Exercise objective
Where does the string "orange" appear in the records? Copy each line that holds it.

Stored data Block Start

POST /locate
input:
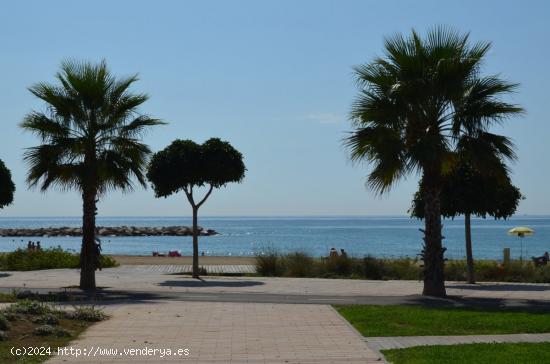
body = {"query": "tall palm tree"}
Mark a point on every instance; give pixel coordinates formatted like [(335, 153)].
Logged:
[(90, 141), (415, 105)]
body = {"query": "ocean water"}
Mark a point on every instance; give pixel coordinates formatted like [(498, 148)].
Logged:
[(245, 236)]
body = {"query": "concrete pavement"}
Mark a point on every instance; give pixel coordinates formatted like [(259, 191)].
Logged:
[(222, 333)]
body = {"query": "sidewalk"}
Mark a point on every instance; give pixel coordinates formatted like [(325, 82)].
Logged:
[(225, 333), (399, 342), (133, 278)]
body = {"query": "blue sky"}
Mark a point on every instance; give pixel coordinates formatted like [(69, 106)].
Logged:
[(272, 77)]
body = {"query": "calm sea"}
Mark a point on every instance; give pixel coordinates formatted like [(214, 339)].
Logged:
[(245, 236)]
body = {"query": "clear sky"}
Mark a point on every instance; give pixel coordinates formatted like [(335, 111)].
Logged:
[(272, 77)]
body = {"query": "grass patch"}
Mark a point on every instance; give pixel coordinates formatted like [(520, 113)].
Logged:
[(53, 258), (418, 321), (471, 354), (37, 324), (299, 264)]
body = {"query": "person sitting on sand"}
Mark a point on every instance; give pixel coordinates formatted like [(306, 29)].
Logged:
[(542, 260)]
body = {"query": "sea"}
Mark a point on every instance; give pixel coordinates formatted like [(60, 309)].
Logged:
[(389, 237)]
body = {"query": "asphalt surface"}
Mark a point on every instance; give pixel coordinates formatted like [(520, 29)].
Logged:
[(108, 296)]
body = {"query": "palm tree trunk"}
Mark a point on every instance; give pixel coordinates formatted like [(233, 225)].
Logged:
[(434, 278), (195, 243), (88, 251), (469, 253)]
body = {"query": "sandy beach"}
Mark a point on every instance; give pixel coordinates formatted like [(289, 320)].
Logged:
[(206, 260)]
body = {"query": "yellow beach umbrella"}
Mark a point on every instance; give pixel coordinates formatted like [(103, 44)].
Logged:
[(521, 232)]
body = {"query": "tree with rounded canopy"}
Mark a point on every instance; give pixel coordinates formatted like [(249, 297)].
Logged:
[(414, 106), (7, 187), (185, 165), (468, 191), (90, 138)]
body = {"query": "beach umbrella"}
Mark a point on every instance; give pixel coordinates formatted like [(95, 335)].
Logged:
[(521, 232)]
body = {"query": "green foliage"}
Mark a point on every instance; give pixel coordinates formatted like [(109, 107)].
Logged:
[(4, 323), (372, 320), (270, 263), (502, 353), (418, 107), (398, 130), (90, 134), (86, 313), (47, 319), (44, 330), (185, 164), (7, 187), (297, 264), (53, 258), (30, 307), (492, 271), (467, 190)]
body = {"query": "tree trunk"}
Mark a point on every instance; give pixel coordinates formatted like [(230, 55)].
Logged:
[(434, 278), (195, 243), (88, 252), (469, 254)]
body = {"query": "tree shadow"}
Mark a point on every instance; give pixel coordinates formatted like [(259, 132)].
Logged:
[(213, 283), (502, 287)]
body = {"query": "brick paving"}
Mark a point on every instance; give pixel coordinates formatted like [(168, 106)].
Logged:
[(226, 333), (178, 268), (399, 342)]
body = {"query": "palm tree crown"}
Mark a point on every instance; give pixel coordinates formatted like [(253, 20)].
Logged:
[(421, 101), (90, 141), (421, 108), (90, 132)]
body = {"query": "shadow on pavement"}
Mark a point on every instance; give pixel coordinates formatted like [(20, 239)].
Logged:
[(502, 287), (214, 283)]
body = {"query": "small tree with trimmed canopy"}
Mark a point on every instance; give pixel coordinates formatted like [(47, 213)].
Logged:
[(185, 165), (468, 191), (7, 188)]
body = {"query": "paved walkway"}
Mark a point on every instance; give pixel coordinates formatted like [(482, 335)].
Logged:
[(179, 268), (399, 342), (131, 278), (224, 333)]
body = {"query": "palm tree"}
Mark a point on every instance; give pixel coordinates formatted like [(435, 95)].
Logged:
[(90, 141), (415, 106)]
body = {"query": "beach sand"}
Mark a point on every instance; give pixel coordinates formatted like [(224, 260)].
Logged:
[(206, 260)]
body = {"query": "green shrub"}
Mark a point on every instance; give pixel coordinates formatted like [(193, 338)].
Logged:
[(30, 308), (47, 319), (86, 313), (268, 263), (53, 258), (63, 333), (4, 324), (372, 268), (404, 268), (297, 264), (338, 266), (44, 330)]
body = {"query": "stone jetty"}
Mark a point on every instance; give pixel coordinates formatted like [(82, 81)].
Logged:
[(108, 231)]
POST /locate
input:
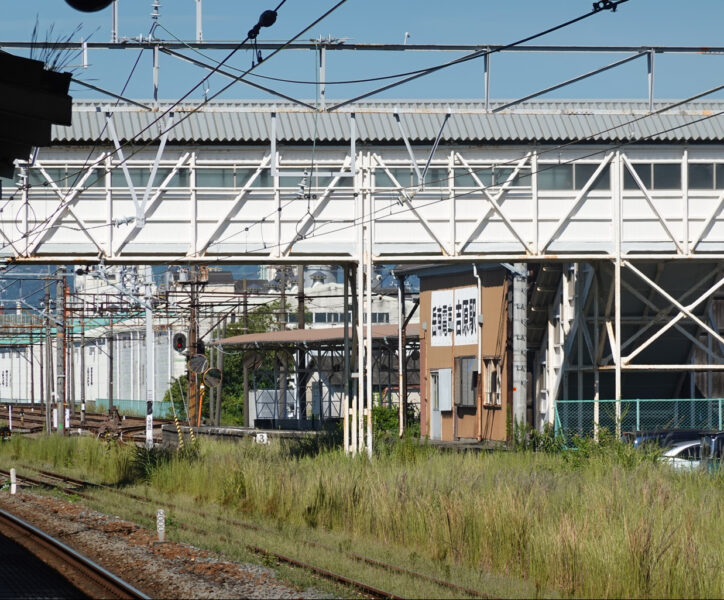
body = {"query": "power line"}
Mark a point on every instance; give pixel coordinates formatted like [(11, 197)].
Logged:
[(371, 217)]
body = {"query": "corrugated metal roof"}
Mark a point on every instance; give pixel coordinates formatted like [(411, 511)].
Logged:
[(311, 336), (248, 122)]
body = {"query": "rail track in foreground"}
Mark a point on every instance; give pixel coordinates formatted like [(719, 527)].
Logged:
[(89, 577), (73, 486)]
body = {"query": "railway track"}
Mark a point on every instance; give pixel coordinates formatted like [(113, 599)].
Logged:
[(89, 577), (32, 420), (74, 486)]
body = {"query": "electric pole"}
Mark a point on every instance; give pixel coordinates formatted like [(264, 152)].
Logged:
[(301, 358), (60, 354), (110, 361), (82, 363), (48, 364), (150, 366), (194, 412), (245, 368)]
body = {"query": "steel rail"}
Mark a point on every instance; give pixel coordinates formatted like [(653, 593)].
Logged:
[(358, 557), (81, 565), (360, 586)]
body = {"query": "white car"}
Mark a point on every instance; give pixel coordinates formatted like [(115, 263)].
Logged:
[(685, 456)]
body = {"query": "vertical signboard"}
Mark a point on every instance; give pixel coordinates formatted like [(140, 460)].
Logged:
[(441, 318), (466, 316)]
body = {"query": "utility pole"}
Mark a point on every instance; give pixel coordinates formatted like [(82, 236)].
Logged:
[(220, 366), (68, 325), (32, 366), (193, 340), (47, 382), (150, 359), (245, 322), (401, 353), (60, 354), (111, 366), (82, 363), (301, 358)]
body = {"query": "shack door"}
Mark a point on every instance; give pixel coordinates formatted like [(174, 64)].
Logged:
[(440, 399)]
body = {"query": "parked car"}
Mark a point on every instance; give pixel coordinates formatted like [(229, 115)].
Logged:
[(685, 456), (663, 437), (712, 449)]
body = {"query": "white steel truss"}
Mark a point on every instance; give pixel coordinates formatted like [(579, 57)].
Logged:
[(516, 203), (366, 204)]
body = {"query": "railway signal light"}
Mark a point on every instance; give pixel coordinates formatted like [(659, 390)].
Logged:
[(89, 5), (179, 342)]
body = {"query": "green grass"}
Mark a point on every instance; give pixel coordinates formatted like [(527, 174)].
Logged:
[(603, 521)]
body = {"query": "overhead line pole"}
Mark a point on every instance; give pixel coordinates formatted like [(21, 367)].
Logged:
[(60, 353)]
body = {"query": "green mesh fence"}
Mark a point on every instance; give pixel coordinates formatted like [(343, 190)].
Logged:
[(134, 408), (577, 416)]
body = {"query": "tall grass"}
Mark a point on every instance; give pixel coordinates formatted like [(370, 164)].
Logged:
[(85, 457), (587, 523)]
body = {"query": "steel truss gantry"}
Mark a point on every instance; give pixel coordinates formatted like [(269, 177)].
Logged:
[(388, 204)]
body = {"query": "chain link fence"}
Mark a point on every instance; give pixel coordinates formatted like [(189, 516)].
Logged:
[(577, 416), (132, 408)]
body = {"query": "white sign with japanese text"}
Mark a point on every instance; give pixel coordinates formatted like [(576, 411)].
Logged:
[(466, 316), (441, 318)]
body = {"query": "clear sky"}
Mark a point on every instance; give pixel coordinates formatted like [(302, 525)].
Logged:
[(636, 23)]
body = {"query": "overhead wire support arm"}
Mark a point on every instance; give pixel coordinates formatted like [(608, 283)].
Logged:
[(597, 7)]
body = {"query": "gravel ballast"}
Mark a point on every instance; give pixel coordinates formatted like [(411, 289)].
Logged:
[(167, 570)]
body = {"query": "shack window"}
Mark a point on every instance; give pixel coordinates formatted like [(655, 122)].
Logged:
[(465, 381), (492, 383)]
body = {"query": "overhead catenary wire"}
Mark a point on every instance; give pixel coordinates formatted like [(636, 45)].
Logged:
[(369, 219), (511, 162), (597, 7), (187, 114)]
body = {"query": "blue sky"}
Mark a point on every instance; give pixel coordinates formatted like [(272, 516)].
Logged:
[(636, 23)]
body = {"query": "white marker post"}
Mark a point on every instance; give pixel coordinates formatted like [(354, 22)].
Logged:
[(161, 525)]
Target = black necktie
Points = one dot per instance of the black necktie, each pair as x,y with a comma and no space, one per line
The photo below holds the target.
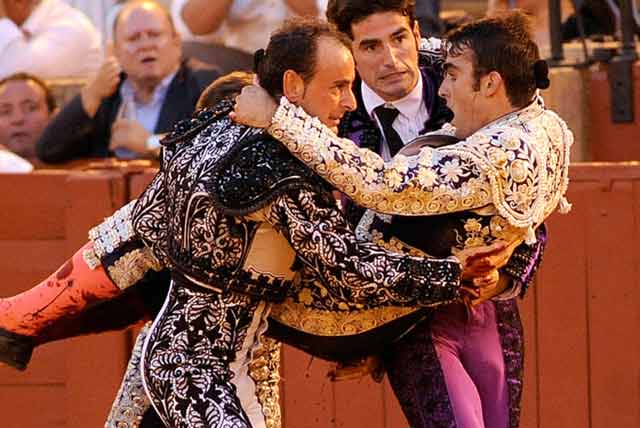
386,116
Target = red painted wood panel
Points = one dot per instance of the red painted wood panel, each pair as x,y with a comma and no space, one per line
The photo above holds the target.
581,317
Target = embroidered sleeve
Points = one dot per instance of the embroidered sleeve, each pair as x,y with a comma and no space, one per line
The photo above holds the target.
499,167
117,248
356,271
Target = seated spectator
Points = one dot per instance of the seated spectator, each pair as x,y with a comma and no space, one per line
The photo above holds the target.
138,94
241,24
10,163
26,106
224,88
47,38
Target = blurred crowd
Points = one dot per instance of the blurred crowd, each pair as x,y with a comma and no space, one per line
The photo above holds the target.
87,79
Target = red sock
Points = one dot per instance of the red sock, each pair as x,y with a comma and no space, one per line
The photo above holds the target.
73,287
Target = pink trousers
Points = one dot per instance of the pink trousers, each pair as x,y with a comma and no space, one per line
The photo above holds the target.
470,354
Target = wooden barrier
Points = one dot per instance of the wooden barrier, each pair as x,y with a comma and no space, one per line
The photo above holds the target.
581,317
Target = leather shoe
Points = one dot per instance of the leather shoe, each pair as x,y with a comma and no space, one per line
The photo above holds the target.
15,349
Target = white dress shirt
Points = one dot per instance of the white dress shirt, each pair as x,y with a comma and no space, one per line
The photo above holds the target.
56,41
98,12
411,118
248,25
147,114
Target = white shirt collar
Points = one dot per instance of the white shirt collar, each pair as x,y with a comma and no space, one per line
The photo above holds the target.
409,106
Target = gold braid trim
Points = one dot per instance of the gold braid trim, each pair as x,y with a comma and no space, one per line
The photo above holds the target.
335,323
131,267
113,231
264,369
131,402
519,164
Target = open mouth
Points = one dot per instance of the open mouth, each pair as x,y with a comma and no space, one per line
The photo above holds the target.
19,135
393,76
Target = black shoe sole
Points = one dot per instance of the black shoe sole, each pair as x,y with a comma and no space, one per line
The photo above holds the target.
15,349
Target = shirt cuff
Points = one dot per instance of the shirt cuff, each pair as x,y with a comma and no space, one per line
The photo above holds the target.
9,32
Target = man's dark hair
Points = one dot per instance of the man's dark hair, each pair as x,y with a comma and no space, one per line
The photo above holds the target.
344,13
25,77
501,43
226,87
293,46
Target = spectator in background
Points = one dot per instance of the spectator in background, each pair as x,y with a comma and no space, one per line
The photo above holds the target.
241,24
26,106
539,12
137,95
47,38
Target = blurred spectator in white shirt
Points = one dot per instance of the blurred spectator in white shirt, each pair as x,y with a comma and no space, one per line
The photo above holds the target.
240,24
10,163
26,106
47,38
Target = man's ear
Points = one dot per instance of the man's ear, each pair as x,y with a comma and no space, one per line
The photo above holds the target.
416,33
491,83
292,86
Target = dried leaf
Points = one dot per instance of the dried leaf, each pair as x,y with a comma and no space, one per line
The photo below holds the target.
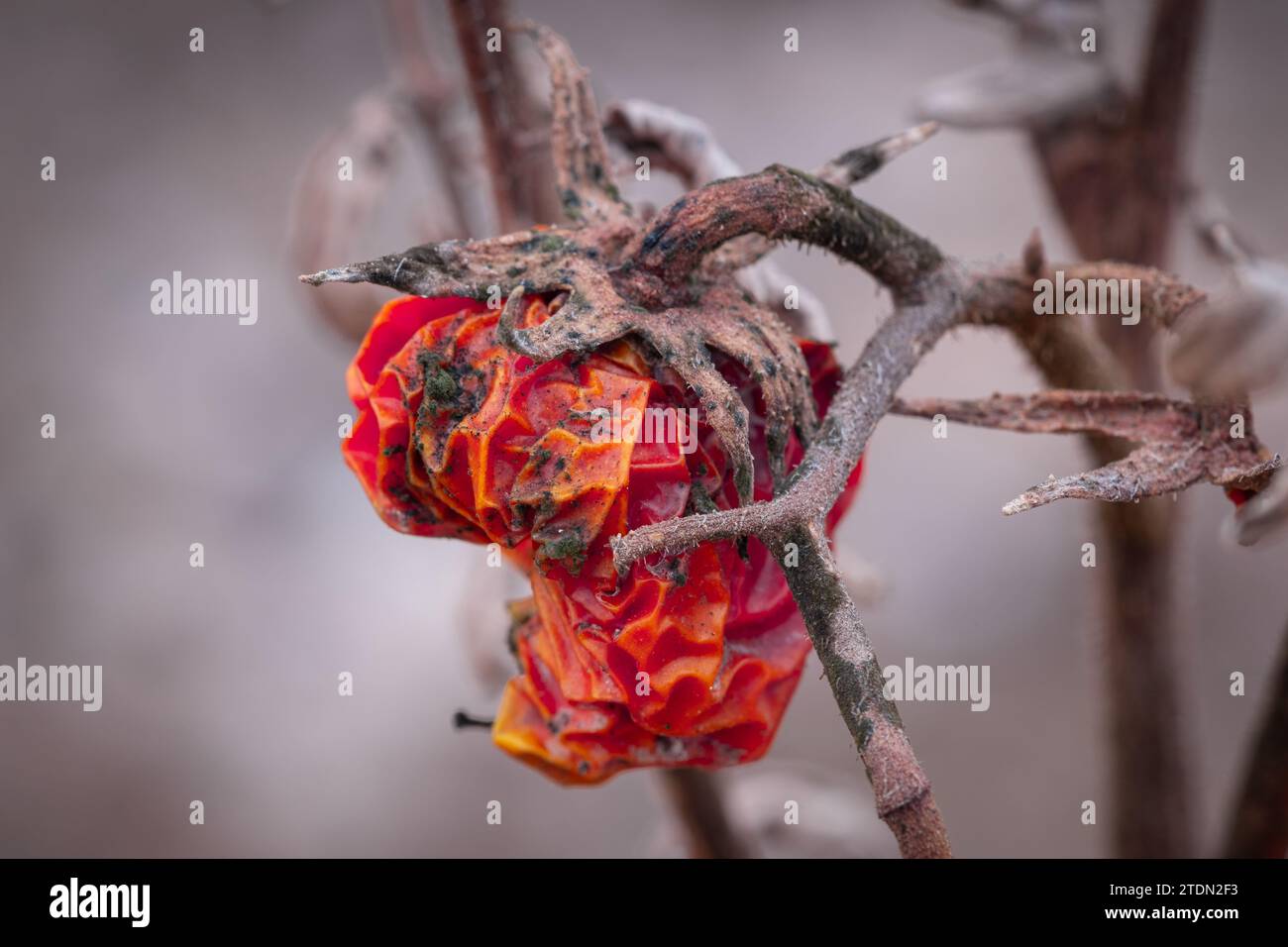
1180,442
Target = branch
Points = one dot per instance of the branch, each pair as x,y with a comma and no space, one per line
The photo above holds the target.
578,140
864,395
1181,442
483,68
782,204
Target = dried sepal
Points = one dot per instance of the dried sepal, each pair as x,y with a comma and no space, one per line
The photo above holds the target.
683,339
1181,442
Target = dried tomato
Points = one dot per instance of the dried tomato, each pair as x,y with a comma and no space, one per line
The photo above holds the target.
683,663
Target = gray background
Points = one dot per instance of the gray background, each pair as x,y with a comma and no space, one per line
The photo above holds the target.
220,682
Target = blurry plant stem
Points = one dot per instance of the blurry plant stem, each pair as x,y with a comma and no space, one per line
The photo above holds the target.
1117,185
1258,827
698,802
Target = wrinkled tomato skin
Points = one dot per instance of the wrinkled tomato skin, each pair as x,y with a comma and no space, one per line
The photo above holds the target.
682,663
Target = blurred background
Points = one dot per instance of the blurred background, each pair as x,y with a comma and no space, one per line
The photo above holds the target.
220,682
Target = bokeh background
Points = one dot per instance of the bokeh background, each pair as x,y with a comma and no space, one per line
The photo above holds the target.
220,684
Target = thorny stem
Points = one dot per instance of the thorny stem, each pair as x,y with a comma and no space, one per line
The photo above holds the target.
902,791
791,527
635,278
1260,823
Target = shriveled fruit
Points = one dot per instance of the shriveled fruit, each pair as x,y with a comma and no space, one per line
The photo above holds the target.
690,661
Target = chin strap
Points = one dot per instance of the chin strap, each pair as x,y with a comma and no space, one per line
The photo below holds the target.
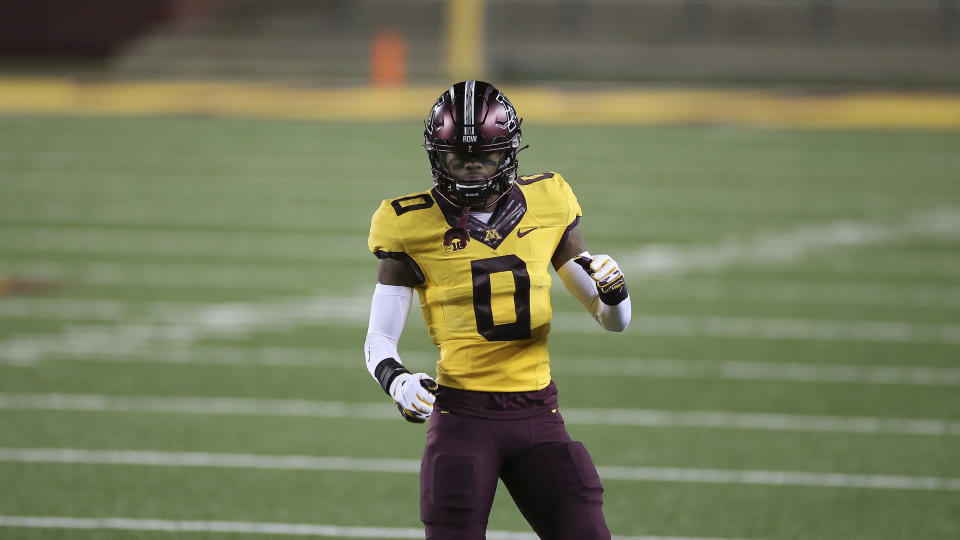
456,237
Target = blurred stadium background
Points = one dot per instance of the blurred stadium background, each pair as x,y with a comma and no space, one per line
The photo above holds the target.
185,193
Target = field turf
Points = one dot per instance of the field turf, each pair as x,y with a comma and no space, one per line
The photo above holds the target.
185,301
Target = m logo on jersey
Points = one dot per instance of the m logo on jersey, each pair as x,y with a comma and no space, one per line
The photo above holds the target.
491,235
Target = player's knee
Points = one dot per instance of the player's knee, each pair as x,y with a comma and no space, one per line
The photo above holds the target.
450,531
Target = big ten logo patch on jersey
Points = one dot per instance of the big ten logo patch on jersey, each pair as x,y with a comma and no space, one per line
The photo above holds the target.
454,244
408,204
491,235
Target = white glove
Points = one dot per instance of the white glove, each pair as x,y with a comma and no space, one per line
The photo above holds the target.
413,394
606,273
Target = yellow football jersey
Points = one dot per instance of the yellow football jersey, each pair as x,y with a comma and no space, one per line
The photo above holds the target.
487,303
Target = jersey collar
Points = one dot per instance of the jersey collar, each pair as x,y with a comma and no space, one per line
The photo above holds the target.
504,220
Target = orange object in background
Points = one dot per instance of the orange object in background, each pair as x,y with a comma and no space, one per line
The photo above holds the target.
388,59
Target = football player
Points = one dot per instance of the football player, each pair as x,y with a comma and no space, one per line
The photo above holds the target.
475,249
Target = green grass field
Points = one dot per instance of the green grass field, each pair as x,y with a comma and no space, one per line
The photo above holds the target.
792,370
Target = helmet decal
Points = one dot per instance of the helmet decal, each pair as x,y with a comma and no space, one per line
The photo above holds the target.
469,135
474,117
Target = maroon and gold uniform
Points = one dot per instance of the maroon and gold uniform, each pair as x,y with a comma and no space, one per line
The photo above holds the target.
487,303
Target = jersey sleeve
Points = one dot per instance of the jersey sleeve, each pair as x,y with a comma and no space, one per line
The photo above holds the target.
385,231
573,206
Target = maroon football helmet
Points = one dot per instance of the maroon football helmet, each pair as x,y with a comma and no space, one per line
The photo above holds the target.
473,117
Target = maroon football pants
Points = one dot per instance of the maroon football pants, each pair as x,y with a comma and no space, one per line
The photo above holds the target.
550,477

Stored data Block End

Output for this exercise
Target = orange object in background
Points = one dot per instance of the orange object in background, each pair as x,y with a comma and no space, one per line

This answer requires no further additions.